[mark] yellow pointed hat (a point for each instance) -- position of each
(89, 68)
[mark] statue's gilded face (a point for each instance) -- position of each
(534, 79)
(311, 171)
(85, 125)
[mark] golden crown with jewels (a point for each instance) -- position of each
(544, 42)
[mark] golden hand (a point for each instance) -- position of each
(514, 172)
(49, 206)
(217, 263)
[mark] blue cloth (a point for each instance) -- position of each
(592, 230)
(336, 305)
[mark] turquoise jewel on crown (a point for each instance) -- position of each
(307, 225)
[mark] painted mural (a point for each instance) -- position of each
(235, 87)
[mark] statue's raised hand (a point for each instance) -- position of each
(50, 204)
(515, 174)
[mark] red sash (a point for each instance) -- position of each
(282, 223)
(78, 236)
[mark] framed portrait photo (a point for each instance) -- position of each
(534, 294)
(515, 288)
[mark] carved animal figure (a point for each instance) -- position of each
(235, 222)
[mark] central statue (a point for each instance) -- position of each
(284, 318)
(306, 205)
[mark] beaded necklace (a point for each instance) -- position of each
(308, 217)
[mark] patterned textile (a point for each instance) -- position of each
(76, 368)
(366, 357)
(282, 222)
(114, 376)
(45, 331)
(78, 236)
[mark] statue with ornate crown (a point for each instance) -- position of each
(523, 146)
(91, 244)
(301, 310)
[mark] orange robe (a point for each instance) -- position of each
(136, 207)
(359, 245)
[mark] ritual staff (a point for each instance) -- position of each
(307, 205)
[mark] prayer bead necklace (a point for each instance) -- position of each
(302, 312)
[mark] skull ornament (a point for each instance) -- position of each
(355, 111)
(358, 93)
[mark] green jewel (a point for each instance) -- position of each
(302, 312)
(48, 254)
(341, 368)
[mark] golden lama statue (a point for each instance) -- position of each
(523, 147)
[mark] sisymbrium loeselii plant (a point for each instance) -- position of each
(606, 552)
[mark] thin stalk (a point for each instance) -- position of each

============

(What you should do): Give each entry again, spelled exactly as shown.

(Task solution):
[mark] yellow pointed hat (a point for each instance) -- position of each
(89, 68)
[mark] statue's gilded face (a point for each instance) -- position of each
(534, 79)
(311, 171)
(85, 125)
[mark] golden crown with jewels (a point for each instance) -- position of each
(544, 42)
[mark] golden hand (a point for each instance) -- position of each
(514, 172)
(49, 206)
(217, 263)
[mark] blue cloth (a point for each instance) -- position of each
(592, 230)
(336, 305)
[mark] turquoise jewel on crown (a point for each instance) -- position of each
(307, 225)
[mark] painted mural (a point for each instance) -- position of each
(235, 87)
[mark] statue's raised hand (a point for each instance) -- position of each
(50, 204)
(515, 174)
[mark] red sash (a point for each instance) -- position of each
(282, 223)
(78, 236)
[mark] framed portrait photo (a point for each instance) -- position of each
(534, 294)
(515, 288)
[mark] carved animal figure (a point for each instance) -- position of each
(235, 222)
[mark] central statue (a point for each instance) -- position of each
(284, 318)
(306, 205)
[mark] beaded necklace (a point for each instance) -- position of each
(308, 217)
[mark] patterned textile (a point for each instance) -- position of each
(76, 368)
(366, 357)
(282, 222)
(114, 376)
(45, 331)
(78, 236)
[mark] statue with ornate crown (a point for each instance) -- position of each
(523, 146)
(91, 244)
(301, 310)
[mark] orange robe (a point for each instance) -- position of each
(136, 207)
(359, 245)
[mark] ritual staff (a point for each instance) -- position of each
(307, 205)
[mark] prayer bead necklace (a point for each instance) -- position of each
(302, 312)
[mark] skull ornament (a point for each instance) -- position of each
(355, 111)
(358, 93)
[mark] green jewel (a point for each instance) -- position of each
(302, 312)
(48, 254)
(341, 368)
[mark] golden lama statue (a point for each instance) -- position of each
(523, 147)
[mark] sisymbrium loeselii plant (a point for each instance) -- position of each
(606, 552)
[mark] thin stalk (a point for each instance) -- position of each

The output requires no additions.